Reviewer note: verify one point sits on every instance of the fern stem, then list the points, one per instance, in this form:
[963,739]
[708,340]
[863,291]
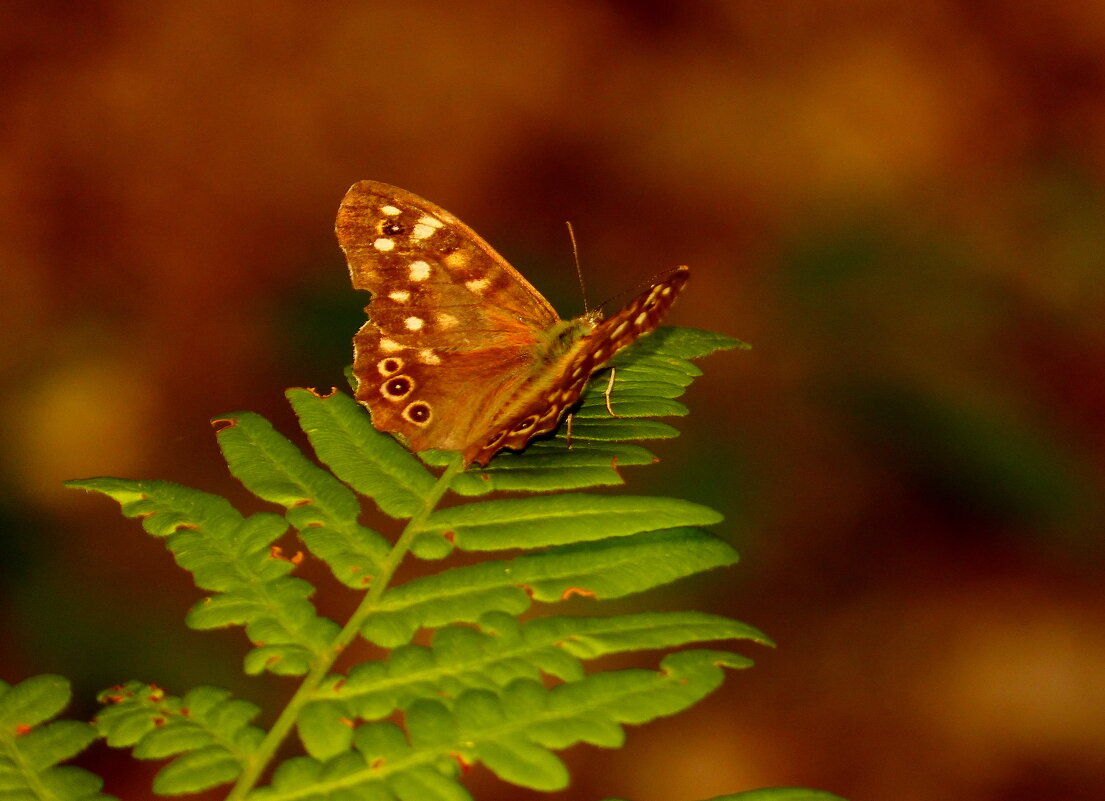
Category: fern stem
[286,719]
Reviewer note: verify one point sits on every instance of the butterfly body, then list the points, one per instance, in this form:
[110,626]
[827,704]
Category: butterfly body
[460,351]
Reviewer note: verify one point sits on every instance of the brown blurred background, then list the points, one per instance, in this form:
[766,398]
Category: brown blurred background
[901,204]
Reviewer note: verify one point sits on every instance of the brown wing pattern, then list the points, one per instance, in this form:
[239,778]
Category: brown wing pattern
[452,328]
[540,404]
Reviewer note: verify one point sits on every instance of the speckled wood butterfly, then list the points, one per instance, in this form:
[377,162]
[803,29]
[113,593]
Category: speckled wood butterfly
[460,352]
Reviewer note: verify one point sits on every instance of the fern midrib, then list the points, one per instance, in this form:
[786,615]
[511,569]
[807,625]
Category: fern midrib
[322,665]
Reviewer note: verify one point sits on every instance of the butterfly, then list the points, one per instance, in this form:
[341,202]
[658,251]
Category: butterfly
[460,351]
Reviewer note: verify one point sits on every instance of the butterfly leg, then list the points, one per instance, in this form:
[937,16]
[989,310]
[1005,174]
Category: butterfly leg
[610,387]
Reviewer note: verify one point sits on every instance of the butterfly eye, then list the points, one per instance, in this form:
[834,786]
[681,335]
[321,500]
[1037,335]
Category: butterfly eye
[399,387]
[418,412]
[390,366]
[525,424]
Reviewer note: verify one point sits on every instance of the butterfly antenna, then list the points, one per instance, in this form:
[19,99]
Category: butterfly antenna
[579,269]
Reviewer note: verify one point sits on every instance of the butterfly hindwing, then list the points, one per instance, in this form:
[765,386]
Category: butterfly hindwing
[543,410]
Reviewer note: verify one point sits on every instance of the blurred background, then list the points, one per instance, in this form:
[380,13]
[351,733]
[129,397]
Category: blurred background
[902,206]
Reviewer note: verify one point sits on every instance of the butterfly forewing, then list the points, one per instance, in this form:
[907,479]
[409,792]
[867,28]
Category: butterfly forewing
[460,351]
[451,325]
[542,410]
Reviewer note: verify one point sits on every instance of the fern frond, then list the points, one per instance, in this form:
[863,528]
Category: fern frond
[477,692]
[207,731]
[318,505]
[231,556]
[553,519]
[512,730]
[498,652]
[601,570]
[31,748]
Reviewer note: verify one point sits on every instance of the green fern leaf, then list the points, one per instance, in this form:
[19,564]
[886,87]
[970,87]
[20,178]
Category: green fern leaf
[31,748]
[318,505]
[601,570]
[231,556]
[501,651]
[649,376]
[208,731]
[476,692]
[557,519]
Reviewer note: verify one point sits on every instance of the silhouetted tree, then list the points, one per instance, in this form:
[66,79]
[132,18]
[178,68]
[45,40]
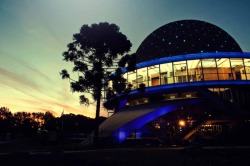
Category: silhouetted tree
[6,121]
[93,52]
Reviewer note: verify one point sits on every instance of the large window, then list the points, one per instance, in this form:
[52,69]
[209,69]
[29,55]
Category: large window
[209,70]
[224,69]
[166,74]
[180,71]
[238,68]
[189,71]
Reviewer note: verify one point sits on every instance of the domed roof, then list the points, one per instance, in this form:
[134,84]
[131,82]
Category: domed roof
[185,37]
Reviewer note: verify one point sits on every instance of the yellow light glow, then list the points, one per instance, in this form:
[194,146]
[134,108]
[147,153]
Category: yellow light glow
[182,123]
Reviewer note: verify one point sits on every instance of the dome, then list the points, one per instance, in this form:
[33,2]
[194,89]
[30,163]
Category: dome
[185,37]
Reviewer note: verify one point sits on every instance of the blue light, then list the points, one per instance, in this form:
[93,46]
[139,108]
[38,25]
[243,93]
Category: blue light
[124,131]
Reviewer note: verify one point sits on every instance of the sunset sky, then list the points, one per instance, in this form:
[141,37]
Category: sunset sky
[34,33]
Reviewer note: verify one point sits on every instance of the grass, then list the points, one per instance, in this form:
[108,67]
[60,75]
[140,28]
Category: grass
[24,153]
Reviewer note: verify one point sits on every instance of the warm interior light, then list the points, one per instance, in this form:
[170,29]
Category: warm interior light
[182,123]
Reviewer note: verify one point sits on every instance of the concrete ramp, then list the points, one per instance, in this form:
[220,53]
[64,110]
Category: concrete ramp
[121,124]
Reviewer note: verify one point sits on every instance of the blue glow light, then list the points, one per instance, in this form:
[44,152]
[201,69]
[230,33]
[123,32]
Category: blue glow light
[123,132]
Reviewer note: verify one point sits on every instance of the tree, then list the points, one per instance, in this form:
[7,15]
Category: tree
[94,51]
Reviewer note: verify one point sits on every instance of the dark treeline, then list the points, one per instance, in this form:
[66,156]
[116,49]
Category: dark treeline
[25,125]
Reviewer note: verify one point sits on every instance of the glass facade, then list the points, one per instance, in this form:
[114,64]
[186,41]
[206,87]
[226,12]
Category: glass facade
[207,69]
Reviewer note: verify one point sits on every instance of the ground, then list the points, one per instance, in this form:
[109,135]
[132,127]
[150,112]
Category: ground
[17,153]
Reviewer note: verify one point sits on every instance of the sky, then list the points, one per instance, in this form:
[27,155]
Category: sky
[35,33]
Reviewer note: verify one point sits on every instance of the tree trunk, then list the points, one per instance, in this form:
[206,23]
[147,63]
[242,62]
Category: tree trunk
[97,115]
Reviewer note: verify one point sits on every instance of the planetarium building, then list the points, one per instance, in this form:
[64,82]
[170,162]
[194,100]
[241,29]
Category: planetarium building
[196,80]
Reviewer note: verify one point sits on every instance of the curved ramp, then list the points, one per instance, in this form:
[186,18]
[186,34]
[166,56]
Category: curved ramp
[121,124]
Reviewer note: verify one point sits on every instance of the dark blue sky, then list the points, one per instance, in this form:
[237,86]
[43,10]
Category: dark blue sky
[33,35]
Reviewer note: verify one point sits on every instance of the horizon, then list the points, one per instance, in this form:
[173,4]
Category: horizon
[34,34]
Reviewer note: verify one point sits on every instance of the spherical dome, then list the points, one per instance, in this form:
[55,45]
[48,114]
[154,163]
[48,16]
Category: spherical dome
[185,37]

= Work instruction =
Look for the line that contains "Category: horizon" in the entries above. Set it down, along with all later lines, exactly as written.

= Answer =
Category: horizon
[34,34]
Reviewer note: verify one point sits on every instance of the spherical dome, then list the points, one per instance, in this form:
[55,45]
[48,114]
[154,163]
[48,16]
Category: spherical dome
[185,37]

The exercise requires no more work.